- [Document]
'''
FOOT MAGAZINE - 21/03/2001

 

 

 

 

Saison 1996-97, le stade de Sclessin poursuit son lifting. Le vénérable virage "terril" témoin de tant d'heures de gloire est rasé. A sa place s'élève une tribune à deux étages. André Duchene ne sait pas encore ce qu'il va en faire. Il pense y installer des salles de cinéma. A moins qu'une patinoire ou, qui sait, un salon de thé ne fasse l'affaire! Projets farfelus, voire risqués. L'endroit est devenu le repaire du Hell Side, peu connu pour son romantisme ou sa poésie. Projets vite abandonnés d'ailleurs. Donc en attendant les fonds octroyés pour l'EURO 2000 le bâtiment demeure inachevé. C'est alors une curva de style italien qui se dresse. A ciel ouvert.

Gamin du hell, interpellé par la chute d'ambiance qui transforme le chaudron en frigidaire, M se sent pousser des ailes. En compagnie de quelques amis, il s'envole vers le balcon. Naissent les Ultras Inferno. Variante latine de l'intitulé Hell Side qui lui-même tire son nom du kop, l'enfer de sclessin. La forte colonie italienne de liège adore. Elle qui se branche tous les dimanches sur la Rai en frémit de plaisir. Référence suprême de M qui ne peut nier ses origines. Plus Rital que lui, tu meurs. En compagnie de T, M et quelques autres, il est le géniteur des Ultras Inferno.

Une vie professionnelle riche et bien remplie lui prend beaucoup de temps. Les tifos c'est son hobby. Sa passion. Totalement imprégné de l'esprit Ultra, il avoue "Le Standard, Ok. Mais ce qui importe surtout, c'est le groupe. La camaraderie. Le feu sacré. Un Ultra authentique est quelqu'un qui pense, vit par et pour son clan. C'est quelqu'un qui bûche le temps qu'il faut pour être prêt le jour du match. Le trip : monter à ceux d'en face que nous sommes les meilleurs. Après, il y a la vérité du terrain. Autre chose. Les joueurs peuvent perdre une rencontre. Nous, nous devons toujours gagner. C'est ainsi !"
'''
- [Matériel fourni]
'''
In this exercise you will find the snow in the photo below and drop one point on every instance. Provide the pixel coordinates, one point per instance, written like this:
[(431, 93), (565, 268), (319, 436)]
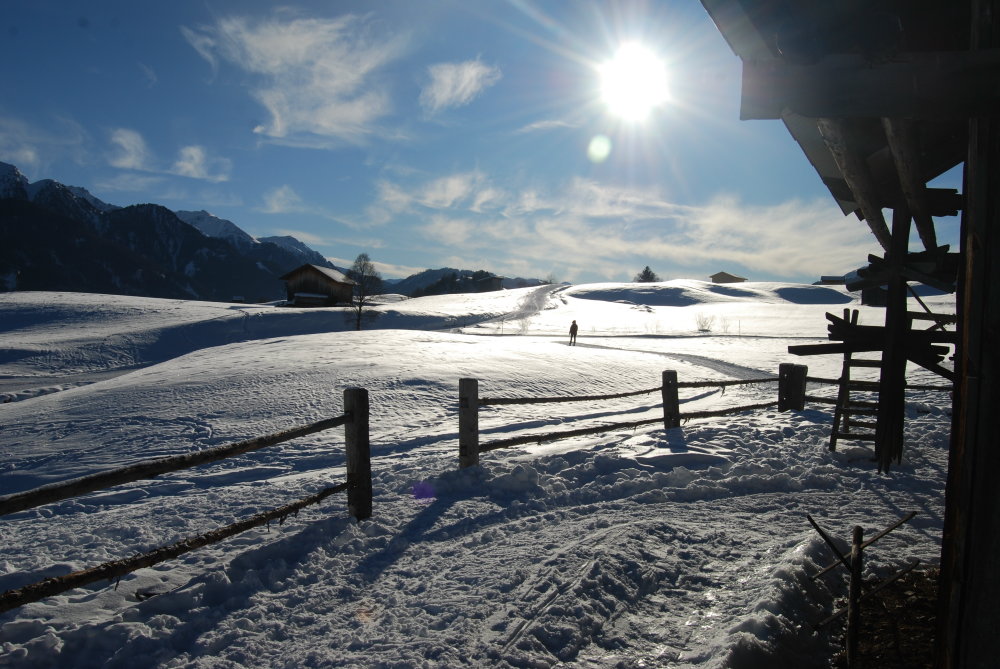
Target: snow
'''
- [Tâches à réaliser]
a – D'après le document, qu'est-ce qui s'élève à la place du virage « terril » rasé au stade de Sclessin ?
b – Indiquez si chacune des affirmations suivantes concorde avec le document, en citant les mots qui tranchent : (i) André Duchene pense installer des salles de cinéma dans la nouvelle tribune ; (ii) le bâtiment est achevé avant l'arrivée des fonds pour l'EURO 2000 ; (iii) selon les Ultras, le groupe importe davantage que le Standard.
Appuyez-vous uniquement sur le document.

- [Réponses rédigées]
a – Une tribune à deux étages.

b –
(i) Oui : « Il pense y installer des salles de cinéma. »
(ii) Non : « en attendant les fonds octroyés pour l'EURO 2000 le bâtiment demeure inachevé. »
(iii) Oui : « Le Standard, Ok. Mais ce qui importe surtout, c'est le groupe. »